* [Position identification lines]
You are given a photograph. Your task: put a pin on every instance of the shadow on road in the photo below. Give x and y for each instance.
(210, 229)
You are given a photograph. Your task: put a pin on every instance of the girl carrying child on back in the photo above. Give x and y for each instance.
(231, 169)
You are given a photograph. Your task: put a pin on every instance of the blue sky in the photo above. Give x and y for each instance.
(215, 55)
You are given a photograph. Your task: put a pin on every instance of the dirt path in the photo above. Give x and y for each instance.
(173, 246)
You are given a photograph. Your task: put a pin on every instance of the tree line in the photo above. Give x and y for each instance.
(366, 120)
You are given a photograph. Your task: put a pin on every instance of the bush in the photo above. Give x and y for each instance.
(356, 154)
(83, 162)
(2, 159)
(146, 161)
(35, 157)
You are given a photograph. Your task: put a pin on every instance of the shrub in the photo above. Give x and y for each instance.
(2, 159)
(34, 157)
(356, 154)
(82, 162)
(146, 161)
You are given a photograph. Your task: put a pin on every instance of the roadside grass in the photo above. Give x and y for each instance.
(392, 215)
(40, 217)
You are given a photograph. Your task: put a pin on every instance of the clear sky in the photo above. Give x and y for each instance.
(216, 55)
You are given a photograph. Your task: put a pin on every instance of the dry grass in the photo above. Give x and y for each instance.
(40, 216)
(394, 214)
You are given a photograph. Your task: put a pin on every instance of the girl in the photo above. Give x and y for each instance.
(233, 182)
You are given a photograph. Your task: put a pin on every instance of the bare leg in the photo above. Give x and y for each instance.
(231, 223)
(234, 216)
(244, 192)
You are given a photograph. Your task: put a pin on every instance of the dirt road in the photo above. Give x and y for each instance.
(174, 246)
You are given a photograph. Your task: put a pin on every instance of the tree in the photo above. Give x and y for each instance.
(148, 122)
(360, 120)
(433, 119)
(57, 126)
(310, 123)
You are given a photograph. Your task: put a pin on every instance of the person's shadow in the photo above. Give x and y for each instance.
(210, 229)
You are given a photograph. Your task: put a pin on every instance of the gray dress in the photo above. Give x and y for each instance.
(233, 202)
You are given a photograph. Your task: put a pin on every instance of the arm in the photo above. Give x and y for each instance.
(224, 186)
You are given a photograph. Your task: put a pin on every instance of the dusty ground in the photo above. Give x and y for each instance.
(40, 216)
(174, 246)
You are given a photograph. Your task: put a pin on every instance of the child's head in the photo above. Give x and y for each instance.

* [JOB] Rewrite every line from the one with "the dry grass" through the last line, and decrease each coordinate in the answers by 37. Leave everything else unchanged.

* [ANSWER TO THE TASK]
You are given a photograph. Your task: put a pin on every instance of the dry grass in the photo above. Give x and y for each instance.
(3, 179)
(357, 177)
You are given a photograph. Your task: put a pin on every instance of the girl in the photo above. Give x and y for each instance.
(196, 145)
You are given a photograph. Your task: put a pin on every instance of the bare leg in the photo above. Give x and y for each instance.
(194, 186)
(197, 179)
(207, 155)
You are given a photograph. Your task: put a pin on every instance of the dirt road in the photo above. Give x and y for each instance.
(137, 209)
You are given a photograph. Your task: put a pin on every instance of the tree in the photo above. Give x and y for each instance.
(111, 85)
(323, 83)
(396, 82)
(20, 89)
(273, 86)
You are given a photograph. Your task: put a pin on every instance of the person's shadow in the photo above. Give x and y for each instance.
(173, 192)
You are given a photograph. Your task: put a pin on every instance of the gray dress in the photo above. Give x and y for each instance.
(196, 165)
You are given a photograph. Your task: put a pin on every instance of the arm in the photo above. Give x and y for each instance.
(187, 149)
You are given a photograph. Your task: put a pin on every instance of the dusty ground in the photo above. Give x and y for each instance.
(3, 179)
(137, 209)
You are given a photograph. Your task: put a pin on every instance of the child's head in the photo above. Give x and y for each instance.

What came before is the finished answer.